• [Extracted records]:
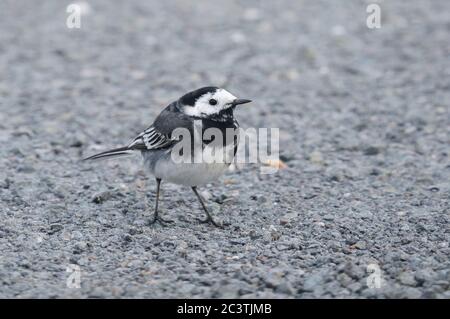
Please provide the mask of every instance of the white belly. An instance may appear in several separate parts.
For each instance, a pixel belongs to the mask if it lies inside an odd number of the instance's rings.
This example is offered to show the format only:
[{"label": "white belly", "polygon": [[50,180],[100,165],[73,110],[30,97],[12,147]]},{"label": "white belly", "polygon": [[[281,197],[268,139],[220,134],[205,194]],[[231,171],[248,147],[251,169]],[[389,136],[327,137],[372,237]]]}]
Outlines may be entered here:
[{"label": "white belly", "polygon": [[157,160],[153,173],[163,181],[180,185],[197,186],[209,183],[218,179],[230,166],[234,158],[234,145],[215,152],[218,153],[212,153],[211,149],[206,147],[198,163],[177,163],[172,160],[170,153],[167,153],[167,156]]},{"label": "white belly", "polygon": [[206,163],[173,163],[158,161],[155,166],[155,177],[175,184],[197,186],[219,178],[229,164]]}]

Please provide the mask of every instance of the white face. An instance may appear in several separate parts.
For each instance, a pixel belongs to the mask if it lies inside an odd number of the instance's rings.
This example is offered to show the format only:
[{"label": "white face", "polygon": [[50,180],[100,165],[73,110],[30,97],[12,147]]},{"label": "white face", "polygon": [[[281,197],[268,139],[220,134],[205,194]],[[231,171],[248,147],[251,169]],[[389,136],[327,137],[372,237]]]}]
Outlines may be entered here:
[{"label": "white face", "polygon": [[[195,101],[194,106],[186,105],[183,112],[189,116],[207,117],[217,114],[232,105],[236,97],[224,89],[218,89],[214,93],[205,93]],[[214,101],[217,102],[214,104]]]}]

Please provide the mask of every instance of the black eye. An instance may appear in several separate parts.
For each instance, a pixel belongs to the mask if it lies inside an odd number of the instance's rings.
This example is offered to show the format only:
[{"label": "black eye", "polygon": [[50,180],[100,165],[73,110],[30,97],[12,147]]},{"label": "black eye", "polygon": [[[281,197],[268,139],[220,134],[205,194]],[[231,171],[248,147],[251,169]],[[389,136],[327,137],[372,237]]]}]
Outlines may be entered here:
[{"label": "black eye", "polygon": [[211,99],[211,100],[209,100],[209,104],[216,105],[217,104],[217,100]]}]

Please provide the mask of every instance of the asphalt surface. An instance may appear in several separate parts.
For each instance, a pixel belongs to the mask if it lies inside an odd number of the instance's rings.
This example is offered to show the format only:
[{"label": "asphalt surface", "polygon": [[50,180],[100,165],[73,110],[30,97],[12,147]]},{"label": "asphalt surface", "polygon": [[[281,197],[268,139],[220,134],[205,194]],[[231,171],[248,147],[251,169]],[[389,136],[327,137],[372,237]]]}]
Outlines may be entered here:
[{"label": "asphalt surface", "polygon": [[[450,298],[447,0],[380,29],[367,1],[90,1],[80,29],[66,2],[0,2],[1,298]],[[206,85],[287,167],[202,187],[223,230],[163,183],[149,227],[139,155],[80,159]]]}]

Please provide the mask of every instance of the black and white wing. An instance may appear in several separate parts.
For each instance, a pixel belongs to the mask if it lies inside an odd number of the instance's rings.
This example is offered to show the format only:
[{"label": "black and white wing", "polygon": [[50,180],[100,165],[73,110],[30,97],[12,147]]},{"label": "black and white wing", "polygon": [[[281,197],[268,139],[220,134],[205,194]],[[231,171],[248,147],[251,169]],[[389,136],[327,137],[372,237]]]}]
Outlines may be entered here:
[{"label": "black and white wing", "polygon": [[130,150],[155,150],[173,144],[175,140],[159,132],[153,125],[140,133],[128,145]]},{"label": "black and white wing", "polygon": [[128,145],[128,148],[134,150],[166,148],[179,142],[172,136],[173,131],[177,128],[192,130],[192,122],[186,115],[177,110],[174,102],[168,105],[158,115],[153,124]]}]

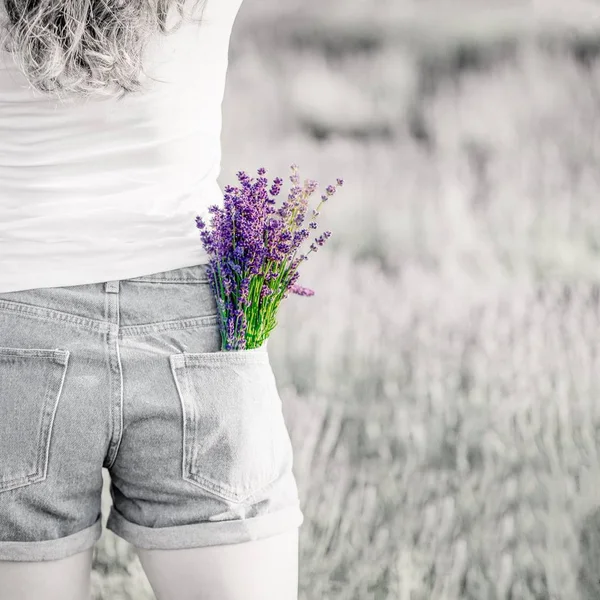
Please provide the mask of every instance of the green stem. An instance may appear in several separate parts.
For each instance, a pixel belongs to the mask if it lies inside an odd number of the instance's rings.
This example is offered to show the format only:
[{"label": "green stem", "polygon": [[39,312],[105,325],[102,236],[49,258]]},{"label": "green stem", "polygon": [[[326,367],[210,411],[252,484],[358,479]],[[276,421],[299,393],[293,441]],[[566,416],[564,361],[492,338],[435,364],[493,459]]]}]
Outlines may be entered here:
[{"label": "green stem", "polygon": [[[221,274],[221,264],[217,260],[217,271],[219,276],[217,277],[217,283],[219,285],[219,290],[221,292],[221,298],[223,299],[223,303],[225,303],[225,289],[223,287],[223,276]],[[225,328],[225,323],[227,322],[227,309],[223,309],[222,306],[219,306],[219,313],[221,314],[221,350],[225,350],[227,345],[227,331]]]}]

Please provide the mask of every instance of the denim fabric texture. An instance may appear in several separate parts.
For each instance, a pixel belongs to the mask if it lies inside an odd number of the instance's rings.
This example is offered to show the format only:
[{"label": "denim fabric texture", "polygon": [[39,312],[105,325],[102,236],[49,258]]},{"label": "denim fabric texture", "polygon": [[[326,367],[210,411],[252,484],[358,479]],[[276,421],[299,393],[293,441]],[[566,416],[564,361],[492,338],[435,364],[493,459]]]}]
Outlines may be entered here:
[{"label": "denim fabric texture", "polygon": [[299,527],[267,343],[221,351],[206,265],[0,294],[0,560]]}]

• [WHAT THE TASK ASKS]:
What is needed is an exact retyping of every line from the one containing "Please provide the mask of every instance of the denim" through the final line of the entries, and only those lines.

• [OUTPUT OF THE EXERCISE]:
Please provide the mask of every instance of the denim fabric texture. An instance may appear in several separate parts.
For each instance, a pixel belongs to the mask if it lies inside an odd number of the instance's rings.
This example is offered to show the format only:
[{"label": "denim fabric texture", "polygon": [[39,312],[105,325],[102,236],[49,258]]},{"label": "denim fabric texture", "polygon": [[[326,367],[210,411],[252,484],[358,479]],[[276,421],[299,393],[293,441]],[[566,416],[564,361],[492,338],[435,364],[493,459]]]}]
Outlines may be entered here:
[{"label": "denim fabric texture", "polygon": [[299,527],[267,343],[221,351],[206,265],[0,294],[0,560]]}]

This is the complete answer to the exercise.